- _TASK_
In the entries that follow, identify the line containing "Could you point out the floor" and return it together with all later lines, exactly as they appear.

# Start of RECORD SET

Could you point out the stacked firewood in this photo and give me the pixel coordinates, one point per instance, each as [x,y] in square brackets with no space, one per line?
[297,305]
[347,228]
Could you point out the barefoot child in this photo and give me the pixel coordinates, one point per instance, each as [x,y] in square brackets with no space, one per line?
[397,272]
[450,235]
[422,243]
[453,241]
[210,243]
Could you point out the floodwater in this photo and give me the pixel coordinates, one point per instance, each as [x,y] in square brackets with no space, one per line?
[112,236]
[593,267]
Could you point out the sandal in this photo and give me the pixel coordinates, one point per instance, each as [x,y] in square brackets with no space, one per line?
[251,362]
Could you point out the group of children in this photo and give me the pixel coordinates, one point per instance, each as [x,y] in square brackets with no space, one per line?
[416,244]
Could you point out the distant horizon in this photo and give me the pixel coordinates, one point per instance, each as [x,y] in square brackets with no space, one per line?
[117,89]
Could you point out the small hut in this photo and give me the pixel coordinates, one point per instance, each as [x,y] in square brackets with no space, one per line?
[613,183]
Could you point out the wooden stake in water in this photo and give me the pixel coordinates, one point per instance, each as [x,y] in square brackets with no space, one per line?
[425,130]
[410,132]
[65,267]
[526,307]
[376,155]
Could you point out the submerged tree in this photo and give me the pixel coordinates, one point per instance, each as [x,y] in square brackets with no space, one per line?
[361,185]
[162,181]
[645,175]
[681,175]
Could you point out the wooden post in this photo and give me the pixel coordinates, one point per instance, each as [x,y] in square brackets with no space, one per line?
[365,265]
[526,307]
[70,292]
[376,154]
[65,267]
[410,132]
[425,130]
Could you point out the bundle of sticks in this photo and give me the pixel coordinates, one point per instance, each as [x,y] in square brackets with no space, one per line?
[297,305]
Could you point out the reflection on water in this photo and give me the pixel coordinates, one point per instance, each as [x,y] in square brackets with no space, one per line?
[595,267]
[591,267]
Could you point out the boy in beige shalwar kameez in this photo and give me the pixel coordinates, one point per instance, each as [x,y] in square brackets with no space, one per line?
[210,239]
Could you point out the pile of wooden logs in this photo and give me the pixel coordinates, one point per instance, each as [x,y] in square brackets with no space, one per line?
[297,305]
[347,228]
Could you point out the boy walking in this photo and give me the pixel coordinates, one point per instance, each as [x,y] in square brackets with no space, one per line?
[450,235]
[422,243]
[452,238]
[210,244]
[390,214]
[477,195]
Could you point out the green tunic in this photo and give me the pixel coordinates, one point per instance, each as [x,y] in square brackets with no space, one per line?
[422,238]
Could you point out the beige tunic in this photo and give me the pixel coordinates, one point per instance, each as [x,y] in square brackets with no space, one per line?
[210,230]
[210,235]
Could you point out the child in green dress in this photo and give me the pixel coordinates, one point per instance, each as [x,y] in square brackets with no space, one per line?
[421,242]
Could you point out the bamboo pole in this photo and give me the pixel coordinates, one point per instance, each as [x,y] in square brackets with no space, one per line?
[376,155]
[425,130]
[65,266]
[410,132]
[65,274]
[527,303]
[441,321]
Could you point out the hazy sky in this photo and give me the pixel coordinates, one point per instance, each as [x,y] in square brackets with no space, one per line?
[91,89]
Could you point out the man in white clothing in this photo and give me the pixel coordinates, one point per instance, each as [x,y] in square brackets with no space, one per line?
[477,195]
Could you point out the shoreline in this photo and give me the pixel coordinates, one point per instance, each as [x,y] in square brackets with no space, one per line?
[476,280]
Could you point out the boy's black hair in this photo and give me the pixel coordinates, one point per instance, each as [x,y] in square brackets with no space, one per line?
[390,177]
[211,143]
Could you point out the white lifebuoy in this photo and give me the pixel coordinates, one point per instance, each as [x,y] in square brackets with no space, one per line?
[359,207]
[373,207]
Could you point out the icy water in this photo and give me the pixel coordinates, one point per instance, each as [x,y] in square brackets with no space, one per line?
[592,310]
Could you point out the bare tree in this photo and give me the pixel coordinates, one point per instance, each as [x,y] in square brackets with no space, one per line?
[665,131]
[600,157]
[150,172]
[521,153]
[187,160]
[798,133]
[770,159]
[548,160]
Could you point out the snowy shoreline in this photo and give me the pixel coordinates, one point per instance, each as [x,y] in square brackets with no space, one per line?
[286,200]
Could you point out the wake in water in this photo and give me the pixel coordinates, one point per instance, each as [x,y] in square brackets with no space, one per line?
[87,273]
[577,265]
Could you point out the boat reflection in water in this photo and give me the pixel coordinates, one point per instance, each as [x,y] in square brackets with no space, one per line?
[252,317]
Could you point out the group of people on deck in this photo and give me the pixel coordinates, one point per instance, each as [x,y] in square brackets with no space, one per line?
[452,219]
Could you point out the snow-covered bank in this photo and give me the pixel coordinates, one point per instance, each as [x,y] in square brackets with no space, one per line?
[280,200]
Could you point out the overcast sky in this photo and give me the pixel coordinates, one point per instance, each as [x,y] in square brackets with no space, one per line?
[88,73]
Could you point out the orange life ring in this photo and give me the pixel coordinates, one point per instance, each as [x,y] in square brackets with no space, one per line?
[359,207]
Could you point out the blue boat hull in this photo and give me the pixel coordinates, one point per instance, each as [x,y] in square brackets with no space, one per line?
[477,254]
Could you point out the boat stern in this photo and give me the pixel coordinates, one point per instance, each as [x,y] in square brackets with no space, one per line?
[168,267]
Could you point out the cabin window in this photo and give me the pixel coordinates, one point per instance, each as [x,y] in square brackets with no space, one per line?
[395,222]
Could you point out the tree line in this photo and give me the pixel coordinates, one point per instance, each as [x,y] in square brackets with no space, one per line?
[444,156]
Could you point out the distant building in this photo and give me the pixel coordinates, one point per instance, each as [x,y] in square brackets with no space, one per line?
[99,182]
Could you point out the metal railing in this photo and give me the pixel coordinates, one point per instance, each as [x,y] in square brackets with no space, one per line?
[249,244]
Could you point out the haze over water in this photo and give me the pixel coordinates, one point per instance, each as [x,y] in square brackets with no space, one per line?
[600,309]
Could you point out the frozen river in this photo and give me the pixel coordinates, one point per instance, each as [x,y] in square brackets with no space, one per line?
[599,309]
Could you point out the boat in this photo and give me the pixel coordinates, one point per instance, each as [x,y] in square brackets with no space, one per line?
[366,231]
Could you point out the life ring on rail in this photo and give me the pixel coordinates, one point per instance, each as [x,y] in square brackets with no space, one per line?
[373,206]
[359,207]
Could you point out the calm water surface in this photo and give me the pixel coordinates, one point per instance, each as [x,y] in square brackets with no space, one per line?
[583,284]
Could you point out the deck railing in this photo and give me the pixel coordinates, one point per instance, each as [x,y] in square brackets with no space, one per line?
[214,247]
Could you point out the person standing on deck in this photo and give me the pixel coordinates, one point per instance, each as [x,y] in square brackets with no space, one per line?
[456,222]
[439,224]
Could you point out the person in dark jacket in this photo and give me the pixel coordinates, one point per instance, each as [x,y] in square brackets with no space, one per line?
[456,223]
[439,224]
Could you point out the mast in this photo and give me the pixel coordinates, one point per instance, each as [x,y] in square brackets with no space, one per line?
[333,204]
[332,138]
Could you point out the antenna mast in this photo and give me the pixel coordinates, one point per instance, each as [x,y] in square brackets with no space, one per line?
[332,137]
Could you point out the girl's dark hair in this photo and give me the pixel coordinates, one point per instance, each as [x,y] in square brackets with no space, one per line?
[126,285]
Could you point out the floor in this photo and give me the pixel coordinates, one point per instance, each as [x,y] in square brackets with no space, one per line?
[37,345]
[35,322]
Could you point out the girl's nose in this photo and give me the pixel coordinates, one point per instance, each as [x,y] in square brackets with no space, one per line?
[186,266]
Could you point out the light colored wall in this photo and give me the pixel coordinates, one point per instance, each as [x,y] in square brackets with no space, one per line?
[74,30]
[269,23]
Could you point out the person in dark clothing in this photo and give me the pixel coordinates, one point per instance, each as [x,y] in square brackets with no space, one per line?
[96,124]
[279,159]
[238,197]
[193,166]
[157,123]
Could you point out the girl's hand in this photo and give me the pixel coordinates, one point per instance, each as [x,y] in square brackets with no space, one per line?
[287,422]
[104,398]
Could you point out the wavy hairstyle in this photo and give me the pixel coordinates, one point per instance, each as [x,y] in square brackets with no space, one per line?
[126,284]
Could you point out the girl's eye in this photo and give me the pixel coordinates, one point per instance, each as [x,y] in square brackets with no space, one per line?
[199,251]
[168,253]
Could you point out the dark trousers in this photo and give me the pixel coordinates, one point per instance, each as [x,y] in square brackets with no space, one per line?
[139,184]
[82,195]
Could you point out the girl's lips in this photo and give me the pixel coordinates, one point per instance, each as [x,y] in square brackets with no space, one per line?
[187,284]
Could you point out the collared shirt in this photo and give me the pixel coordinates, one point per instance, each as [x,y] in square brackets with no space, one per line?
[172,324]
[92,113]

# End of RECORD SET

- _THE REPLY_
Could you point out the floor in this photo and give me the pixel coordinates, one point per instance, each as [x,y] in square brackets with no space, one per line?
[37,345]
[35,322]
Could you point out the girl's nose in this photo and give me the pixel coordinates, one point per instance, each as [x,y] in square brackets with no space, one per line?
[186,266]
Could you point out the light colored wall in this photo and give me the pixel coordinates, one point per instance, each as [x,y] in square brackets with no space, one per line?
[74,30]
[269,23]
Could you point out the person in dark clothing in this photo and give me the pixel coordinates, one point per instance, each as [x,y] in square brackets with no space, one per line?
[96,124]
[279,159]
[238,197]
[193,166]
[157,123]
Could you point out the girl's hand in this photo and give me the pixel coordinates, one point per instance, each as [x,y] in square brackets with no space, one per line?
[287,422]
[104,398]
Could you point out the wavy hairstyle in this photo and give me the pixel coordinates, one point per instance, each as [x,y] in square brackets with no space, one per line?
[126,284]
Could you point out the girl's eye in this photo and give me the pixel coordinates, one point per instance, each as [x,y] in square brackets with no space, one per line?
[199,251]
[168,253]
Could you point out the dark trousers in this photo and give me the pixel coordinates, one point per instance, each as [x,y] in square brackets with no space, one per line?
[139,184]
[82,195]
Could you point out the girl's lips in this photo and give me the pixel coordinates, one point per instance, each as [x,y] in square brackets with no space, one per line?
[187,284]
Could you point out the collared shirt in this photo and give me the pixel coordinates, one point per instance, each as [x,y] in square brackets with no space, one per line?
[172,324]
[92,113]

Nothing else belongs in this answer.